### Exercise 1
Locate every line in the entries below that contains the string "tomato", and copy each such line verbatim.

Saturday, February 2, 2008

The importance of creating

Creativity was the essence of Marcie' uniqueness. Marcie surrounded herself with creativity and engaged in it.

Marcie not only created things of beauty but also appreciated the creations of others. Books, meals, movies and architecture, singers, composers, and artists of all stripes gained her appreciation and patronage.

As Marcie worked towards her English degree, she leaned most of her class selections towards the study of not just literature, but the arts as a whole. She reveled in visits to the various museums, libraries, movie houses, bookstores and music venues San Diego has to offer.

One notes that dwindling numbers of people appreciate, much less engage in, the process of artistic creation. One also notes the tendency people have to push children and teens away from the arts and humanities and into professional degrees. If they are not pushing degrees, it is tradesmanship in place of craft.

The demand that we specialize, homogenize and even self-marginalize eats at the capacity we have to appreciate or even tolerate those who do not. Often, this pressure to pursue practical functionality ends the artistry or the common person. The world wants everyone to fit in a certain niche and function there.

We are called, as we go through life, to focus like a laser on one field of endeavor at a time. That is wrong. People are multifaceted.

The brutal nature of our society's outlook on our fellow human being is an outgrowth of this conformity-thirsty, aesthetics-rejecting mandate. The greed in our economy for orderly and predictable inputs from pliant and contributive laborers demands that all who avail themselves of less hard-nosed pursuits than wealth or advantage, and those that presume to pursue happiness in a manner another can profit from, be somehow "corrected."

At the same time, those who deem themselves and those they will hire worthy of art's rigors tend to preclude the mass. Snobbishness, competitive, money-focused nastiness, an exploitive studio culture and collaboratives that serve more as cliques than schools do not merely drive off the common creators. They also have fallen into the mindset that the paucity of colleagues is due to some special elite status, as opposed to what it is, the slow alienation of creation from appreciation. The same can be said for literature, film and music. This all must end.

[Stored entries]
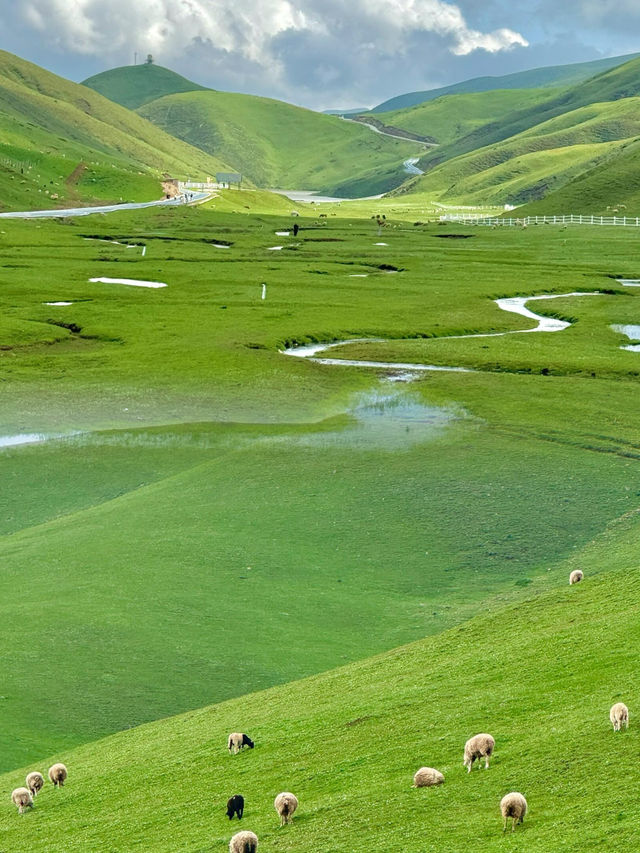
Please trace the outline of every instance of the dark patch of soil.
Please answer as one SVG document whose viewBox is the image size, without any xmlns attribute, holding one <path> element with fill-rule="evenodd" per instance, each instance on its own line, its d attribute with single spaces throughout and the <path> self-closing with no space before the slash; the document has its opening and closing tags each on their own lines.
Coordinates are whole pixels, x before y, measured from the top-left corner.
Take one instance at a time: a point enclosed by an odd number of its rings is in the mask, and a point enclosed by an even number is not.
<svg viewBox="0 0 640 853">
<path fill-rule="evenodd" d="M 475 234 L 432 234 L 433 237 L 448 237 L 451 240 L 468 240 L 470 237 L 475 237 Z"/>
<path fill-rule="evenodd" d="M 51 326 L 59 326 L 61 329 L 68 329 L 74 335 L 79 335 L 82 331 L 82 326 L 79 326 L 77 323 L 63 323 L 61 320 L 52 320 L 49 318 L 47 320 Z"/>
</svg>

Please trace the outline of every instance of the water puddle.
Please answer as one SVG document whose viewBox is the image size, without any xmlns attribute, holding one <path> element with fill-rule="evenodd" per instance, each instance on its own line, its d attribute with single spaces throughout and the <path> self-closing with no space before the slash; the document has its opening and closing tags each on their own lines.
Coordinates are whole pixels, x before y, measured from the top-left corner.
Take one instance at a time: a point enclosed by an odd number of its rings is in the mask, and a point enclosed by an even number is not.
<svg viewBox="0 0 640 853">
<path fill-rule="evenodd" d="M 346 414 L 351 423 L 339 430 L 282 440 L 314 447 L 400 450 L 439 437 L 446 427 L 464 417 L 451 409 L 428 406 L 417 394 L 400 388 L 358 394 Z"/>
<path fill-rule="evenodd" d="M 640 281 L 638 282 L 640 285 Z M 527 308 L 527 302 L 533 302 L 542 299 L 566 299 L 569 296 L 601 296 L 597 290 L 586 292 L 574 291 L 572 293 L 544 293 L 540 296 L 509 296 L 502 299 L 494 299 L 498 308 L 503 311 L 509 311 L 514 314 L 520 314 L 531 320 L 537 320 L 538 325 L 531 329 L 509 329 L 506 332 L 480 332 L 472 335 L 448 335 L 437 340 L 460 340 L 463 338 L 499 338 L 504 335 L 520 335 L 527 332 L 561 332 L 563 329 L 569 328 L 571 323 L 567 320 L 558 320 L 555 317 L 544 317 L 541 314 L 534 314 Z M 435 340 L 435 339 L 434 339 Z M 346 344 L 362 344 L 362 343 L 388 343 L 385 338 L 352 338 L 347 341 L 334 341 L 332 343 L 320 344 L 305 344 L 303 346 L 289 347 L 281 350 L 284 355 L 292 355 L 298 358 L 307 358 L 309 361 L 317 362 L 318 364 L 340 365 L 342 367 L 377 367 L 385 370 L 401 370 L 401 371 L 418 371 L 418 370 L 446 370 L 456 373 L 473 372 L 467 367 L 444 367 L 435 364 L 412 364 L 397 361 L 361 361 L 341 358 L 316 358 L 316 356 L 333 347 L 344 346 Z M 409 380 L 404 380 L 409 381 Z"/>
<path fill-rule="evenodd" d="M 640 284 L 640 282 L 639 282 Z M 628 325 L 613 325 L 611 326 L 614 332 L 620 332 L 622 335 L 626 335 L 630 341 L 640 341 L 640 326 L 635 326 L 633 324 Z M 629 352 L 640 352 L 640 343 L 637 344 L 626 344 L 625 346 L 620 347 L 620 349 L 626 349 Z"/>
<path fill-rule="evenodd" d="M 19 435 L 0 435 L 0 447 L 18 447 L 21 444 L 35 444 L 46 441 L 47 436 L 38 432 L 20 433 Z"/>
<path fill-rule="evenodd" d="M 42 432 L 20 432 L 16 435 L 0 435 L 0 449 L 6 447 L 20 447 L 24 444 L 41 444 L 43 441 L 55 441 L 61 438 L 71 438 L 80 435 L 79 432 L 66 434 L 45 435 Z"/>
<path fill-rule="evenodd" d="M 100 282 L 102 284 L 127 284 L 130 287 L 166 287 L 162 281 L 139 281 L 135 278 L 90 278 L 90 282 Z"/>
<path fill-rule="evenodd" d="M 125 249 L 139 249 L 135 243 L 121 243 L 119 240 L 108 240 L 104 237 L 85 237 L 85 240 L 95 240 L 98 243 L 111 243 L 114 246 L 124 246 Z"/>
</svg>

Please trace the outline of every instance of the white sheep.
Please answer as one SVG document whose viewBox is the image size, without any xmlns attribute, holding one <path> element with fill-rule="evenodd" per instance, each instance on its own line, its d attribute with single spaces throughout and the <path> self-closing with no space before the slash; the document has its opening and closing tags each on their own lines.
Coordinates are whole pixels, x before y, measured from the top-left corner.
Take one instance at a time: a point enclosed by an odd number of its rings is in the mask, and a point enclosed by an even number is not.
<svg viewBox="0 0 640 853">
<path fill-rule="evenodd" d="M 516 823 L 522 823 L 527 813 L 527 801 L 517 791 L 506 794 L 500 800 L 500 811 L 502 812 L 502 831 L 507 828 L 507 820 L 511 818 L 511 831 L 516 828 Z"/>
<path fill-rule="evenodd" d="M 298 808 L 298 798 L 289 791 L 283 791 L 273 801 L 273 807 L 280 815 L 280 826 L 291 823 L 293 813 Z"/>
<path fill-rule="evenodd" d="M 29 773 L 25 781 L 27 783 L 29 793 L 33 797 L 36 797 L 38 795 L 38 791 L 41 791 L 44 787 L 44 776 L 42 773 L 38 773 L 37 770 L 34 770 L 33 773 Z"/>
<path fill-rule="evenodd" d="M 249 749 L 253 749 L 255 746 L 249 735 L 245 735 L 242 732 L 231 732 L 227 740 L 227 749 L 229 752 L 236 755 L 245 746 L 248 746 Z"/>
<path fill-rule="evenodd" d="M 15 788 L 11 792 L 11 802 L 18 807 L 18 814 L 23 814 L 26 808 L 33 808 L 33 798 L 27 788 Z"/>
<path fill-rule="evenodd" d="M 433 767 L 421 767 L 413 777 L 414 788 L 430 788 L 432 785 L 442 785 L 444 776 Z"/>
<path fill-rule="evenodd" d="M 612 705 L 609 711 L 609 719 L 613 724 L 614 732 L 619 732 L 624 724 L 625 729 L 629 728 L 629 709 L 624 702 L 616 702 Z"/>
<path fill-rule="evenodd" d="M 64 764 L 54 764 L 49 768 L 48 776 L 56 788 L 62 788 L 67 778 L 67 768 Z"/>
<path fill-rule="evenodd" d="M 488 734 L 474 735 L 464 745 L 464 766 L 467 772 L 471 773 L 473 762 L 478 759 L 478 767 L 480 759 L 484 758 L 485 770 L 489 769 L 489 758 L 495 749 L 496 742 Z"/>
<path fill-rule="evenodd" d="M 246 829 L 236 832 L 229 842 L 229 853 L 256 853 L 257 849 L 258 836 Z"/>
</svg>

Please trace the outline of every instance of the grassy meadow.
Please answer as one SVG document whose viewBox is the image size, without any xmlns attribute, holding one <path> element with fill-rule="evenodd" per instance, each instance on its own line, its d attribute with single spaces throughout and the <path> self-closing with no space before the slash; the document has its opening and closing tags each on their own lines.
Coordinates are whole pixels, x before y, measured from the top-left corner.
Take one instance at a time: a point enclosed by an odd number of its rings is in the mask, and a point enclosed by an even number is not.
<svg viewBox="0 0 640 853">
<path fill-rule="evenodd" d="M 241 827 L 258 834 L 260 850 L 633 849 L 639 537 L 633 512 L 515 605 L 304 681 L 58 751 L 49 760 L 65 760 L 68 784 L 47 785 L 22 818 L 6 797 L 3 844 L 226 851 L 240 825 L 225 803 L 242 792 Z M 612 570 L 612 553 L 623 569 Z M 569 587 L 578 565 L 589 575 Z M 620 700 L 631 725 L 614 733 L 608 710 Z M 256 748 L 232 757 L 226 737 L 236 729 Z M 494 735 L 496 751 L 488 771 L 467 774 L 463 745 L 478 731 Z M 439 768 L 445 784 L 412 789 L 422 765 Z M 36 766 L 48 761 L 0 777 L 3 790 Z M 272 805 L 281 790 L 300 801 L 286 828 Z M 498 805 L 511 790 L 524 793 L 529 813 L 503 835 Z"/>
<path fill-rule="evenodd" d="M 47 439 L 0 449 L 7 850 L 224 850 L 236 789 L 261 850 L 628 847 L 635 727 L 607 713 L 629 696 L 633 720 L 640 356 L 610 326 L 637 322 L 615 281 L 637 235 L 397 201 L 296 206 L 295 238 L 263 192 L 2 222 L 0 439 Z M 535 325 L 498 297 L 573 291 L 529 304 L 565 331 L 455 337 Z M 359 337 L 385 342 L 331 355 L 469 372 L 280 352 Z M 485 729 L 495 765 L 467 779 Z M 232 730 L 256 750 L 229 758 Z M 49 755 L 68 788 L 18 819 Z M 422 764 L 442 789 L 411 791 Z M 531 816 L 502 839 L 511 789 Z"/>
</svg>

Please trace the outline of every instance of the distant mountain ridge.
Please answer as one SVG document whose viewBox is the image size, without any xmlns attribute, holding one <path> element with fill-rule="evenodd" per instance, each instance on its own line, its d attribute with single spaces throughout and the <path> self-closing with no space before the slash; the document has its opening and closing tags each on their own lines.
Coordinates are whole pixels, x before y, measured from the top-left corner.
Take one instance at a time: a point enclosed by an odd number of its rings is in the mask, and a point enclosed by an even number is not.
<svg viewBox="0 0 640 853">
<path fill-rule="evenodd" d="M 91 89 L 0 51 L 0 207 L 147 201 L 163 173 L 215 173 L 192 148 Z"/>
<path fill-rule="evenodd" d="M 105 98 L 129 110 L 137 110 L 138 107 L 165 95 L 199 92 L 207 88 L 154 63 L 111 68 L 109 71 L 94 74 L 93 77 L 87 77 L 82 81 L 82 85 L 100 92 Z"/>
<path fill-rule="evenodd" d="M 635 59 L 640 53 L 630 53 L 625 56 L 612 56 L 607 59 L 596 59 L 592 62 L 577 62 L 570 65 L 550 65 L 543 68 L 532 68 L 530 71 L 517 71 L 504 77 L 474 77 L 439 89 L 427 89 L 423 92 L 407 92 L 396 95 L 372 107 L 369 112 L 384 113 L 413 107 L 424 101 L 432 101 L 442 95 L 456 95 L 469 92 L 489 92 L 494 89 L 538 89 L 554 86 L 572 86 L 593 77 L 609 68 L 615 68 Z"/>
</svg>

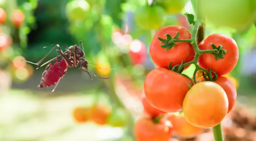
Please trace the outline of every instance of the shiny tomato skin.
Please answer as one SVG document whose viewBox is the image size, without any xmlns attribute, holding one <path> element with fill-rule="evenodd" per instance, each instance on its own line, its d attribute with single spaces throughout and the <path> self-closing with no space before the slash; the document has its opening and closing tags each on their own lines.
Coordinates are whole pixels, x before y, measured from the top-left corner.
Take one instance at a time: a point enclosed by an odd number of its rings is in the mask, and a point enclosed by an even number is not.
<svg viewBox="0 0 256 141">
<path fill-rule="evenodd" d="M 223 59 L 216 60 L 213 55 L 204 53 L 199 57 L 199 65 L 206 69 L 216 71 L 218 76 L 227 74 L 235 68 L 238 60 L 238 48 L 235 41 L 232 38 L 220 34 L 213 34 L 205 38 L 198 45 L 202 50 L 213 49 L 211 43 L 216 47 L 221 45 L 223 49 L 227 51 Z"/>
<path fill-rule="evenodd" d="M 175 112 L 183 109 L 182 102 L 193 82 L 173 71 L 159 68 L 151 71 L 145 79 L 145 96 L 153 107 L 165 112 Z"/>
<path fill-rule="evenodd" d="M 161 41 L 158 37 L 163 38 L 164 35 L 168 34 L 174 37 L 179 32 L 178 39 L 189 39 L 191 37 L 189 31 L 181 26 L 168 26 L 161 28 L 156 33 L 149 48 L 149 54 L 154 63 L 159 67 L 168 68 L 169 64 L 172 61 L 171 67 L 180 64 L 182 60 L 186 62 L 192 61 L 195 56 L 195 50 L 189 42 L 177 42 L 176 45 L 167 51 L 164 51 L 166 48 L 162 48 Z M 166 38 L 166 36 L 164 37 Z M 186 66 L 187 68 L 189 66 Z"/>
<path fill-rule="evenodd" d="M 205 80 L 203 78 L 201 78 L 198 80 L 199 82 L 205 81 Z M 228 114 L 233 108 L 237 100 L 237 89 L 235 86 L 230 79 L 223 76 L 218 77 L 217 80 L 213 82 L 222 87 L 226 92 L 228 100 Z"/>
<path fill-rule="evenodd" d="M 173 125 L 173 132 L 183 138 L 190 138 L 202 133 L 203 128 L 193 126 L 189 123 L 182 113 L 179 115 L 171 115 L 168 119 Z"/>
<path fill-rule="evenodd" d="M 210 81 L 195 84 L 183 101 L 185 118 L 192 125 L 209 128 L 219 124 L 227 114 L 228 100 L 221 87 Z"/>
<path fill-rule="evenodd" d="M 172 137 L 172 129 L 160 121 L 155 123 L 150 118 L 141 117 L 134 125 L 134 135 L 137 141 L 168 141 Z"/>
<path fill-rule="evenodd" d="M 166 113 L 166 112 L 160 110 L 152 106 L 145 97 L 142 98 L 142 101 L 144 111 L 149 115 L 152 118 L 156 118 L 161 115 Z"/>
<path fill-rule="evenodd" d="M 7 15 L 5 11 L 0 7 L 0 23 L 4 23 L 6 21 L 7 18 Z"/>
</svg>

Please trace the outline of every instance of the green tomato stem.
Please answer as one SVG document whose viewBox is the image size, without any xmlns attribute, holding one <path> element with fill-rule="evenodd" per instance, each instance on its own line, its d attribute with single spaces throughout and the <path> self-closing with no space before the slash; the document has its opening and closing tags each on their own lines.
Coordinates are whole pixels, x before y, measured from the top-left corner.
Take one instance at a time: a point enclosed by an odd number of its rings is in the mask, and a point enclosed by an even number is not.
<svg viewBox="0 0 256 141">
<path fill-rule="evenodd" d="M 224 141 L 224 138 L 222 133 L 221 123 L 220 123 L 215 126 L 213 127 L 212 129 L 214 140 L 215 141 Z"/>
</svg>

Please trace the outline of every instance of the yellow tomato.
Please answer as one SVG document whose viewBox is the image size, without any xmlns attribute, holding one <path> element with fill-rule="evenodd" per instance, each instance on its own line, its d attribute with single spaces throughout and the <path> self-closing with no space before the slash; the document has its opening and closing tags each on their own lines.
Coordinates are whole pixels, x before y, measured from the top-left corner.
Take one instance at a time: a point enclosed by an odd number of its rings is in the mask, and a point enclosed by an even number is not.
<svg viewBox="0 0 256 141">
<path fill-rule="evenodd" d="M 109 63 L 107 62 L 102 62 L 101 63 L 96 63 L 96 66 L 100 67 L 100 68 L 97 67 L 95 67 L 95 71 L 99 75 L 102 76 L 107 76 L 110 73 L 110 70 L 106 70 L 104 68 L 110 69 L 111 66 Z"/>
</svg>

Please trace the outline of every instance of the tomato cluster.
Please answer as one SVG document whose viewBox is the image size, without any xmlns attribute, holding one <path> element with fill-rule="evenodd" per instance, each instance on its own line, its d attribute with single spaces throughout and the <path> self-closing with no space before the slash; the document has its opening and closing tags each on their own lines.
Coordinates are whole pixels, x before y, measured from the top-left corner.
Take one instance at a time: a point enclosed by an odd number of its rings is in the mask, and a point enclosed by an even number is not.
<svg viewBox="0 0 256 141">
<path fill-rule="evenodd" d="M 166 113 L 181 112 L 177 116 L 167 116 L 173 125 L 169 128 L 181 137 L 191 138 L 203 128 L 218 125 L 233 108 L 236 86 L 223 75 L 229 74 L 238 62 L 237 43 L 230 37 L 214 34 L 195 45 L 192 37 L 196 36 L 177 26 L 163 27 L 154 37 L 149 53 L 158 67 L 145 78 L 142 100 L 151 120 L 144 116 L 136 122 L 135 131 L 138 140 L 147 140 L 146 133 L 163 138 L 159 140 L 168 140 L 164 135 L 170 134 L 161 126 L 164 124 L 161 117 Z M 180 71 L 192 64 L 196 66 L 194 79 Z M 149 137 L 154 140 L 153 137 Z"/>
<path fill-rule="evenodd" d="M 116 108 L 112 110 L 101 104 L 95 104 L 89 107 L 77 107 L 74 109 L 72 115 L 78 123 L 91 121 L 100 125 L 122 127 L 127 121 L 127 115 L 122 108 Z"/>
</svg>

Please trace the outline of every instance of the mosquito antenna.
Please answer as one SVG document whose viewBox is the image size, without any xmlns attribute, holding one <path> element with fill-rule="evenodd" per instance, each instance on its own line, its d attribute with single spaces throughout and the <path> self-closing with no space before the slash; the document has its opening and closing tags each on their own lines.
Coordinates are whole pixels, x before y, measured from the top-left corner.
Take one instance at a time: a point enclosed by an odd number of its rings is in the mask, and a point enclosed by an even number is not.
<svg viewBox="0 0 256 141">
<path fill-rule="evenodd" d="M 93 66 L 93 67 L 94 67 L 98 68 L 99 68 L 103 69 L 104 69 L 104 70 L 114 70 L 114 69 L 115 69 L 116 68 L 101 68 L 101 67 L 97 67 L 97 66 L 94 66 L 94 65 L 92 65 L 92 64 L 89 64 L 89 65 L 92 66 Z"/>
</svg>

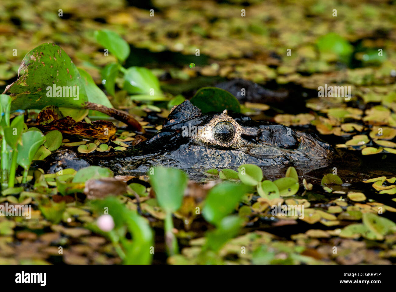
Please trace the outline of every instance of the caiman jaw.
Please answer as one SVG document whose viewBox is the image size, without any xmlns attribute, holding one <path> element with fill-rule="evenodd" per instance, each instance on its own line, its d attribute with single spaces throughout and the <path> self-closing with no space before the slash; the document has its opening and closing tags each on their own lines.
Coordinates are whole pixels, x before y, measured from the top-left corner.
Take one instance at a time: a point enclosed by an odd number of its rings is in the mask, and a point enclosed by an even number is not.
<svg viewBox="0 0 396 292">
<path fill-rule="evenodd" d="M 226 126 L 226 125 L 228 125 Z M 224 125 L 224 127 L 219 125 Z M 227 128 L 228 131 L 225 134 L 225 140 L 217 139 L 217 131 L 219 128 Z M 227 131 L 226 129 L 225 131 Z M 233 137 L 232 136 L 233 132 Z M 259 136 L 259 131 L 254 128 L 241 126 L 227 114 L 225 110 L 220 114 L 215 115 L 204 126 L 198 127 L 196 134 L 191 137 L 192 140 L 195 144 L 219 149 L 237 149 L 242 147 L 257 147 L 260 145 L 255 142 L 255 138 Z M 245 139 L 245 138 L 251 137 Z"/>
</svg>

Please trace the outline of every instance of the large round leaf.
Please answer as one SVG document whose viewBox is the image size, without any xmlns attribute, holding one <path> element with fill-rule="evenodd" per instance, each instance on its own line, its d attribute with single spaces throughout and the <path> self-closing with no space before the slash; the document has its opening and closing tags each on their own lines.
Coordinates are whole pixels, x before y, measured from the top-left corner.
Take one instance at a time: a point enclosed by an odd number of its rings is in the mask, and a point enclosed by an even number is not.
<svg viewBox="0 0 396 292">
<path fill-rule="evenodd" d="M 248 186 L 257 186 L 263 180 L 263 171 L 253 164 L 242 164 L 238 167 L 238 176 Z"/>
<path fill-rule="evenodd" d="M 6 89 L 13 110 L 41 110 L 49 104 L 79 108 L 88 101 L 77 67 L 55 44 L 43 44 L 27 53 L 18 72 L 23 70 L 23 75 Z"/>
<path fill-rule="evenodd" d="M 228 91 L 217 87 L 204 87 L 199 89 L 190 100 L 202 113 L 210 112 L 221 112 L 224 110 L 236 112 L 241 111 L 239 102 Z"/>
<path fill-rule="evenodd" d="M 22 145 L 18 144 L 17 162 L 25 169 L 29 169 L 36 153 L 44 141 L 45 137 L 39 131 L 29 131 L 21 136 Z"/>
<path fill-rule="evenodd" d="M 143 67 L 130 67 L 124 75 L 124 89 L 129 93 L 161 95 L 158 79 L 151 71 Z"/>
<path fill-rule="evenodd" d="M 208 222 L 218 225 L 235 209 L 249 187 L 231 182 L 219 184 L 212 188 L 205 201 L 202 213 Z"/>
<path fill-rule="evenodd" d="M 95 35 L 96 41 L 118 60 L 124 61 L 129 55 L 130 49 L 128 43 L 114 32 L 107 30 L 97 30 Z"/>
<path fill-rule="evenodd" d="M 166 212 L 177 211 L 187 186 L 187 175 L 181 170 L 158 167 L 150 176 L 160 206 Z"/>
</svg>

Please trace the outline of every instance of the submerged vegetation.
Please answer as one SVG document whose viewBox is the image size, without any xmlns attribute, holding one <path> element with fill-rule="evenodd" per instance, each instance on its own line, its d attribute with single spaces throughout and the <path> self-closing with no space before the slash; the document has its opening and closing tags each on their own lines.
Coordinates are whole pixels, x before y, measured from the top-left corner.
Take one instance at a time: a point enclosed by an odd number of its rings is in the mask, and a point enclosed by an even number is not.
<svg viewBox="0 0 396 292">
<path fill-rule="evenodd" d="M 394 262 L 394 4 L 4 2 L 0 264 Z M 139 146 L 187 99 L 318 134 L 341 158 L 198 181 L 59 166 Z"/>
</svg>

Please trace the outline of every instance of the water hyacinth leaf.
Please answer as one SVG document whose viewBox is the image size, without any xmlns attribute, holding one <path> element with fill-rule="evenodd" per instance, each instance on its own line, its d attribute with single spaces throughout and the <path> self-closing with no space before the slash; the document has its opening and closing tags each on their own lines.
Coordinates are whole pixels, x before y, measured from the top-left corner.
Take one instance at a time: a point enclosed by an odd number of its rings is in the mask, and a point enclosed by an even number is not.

### Exercise 2
Repeat word for word the passage of the essay on creativity above that begins at the words "Creativity was the" and ends after "appreciation and patronage.".

### Written answer 1
Please trace the outline of every instance of the shiny tomato skin.
Please trace the outline of every instance of the green tomato stem.
Please trace the outline of every instance of the yellow tomato.
Please trace the outline of every instance of the tomato cluster.

### Written answer 2
Creativity was the essence of Marcie' uniqueness. Marcie surrounded herself with creativity and engaged in it.

Marcie not only created things of beauty but also appreciated the creations of others. Books, meals, movies and architecture, singers, composers, and artists of all stripes gained her appreciation and patronage.